• Directions
Look for the word "panel" in the material below. Copy each line that has it.

--- The data ---

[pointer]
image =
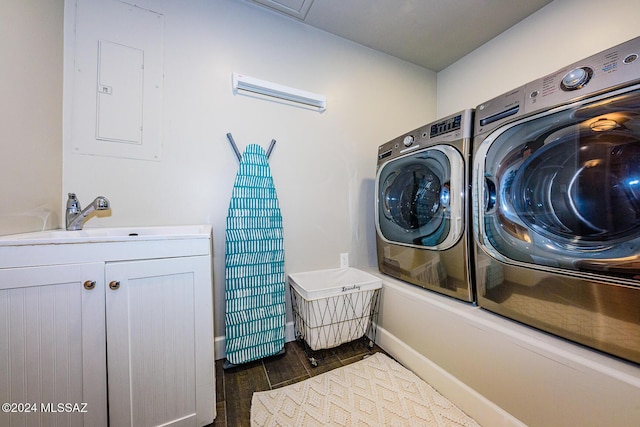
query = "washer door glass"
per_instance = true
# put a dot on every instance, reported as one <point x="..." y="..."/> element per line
<point x="416" y="197"/>
<point x="563" y="189"/>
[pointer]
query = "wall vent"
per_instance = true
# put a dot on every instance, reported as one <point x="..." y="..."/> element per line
<point x="295" y="8"/>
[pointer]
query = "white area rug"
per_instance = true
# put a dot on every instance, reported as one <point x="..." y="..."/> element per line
<point x="376" y="391"/>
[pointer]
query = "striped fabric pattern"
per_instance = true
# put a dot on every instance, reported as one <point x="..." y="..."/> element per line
<point x="254" y="274"/>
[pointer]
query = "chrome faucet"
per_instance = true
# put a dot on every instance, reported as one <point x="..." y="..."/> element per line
<point x="76" y="215"/>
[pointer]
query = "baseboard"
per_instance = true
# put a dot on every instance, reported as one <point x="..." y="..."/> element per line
<point x="219" y="343"/>
<point x="484" y="411"/>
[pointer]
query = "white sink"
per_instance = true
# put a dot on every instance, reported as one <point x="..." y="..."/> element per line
<point x="89" y="235"/>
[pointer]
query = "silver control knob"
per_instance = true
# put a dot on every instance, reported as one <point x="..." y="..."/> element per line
<point x="576" y="78"/>
<point x="408" y="140"/>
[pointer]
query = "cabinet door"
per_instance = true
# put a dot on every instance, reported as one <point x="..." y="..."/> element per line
<point x="52" y="345"/>
<point x="160" y="342"/>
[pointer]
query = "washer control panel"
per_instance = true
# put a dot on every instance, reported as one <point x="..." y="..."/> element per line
<point x="613" y="67"/>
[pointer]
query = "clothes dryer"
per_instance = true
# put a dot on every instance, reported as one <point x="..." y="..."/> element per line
<point x="556" y="202"/>
<point x="422" y="188"/>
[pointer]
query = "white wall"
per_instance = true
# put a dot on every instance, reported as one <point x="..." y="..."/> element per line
<point x="559" y="34"/>
<point x="30" y="115"/>
<point x="323" y="163"/>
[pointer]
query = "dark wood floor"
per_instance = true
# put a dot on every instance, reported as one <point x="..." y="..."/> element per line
<point x="235" y="386"/>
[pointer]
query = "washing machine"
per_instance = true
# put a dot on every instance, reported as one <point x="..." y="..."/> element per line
<point x="422" y="206"/>
<point x="556" y="202"/>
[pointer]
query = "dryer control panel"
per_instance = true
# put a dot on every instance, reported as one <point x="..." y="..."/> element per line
<point x="618" y="66"/>
<point x="450" y="130"/>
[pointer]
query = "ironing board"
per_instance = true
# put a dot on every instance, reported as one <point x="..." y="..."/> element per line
<point x="254" y="261"/>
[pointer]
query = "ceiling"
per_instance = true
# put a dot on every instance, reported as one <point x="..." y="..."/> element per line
<point x="430" y="33"/>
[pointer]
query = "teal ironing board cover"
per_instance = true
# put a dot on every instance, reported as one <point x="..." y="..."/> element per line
<point x="254" y="261"/>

---

• Worked solution
query = "washer control panel"
query = "dryer control panel"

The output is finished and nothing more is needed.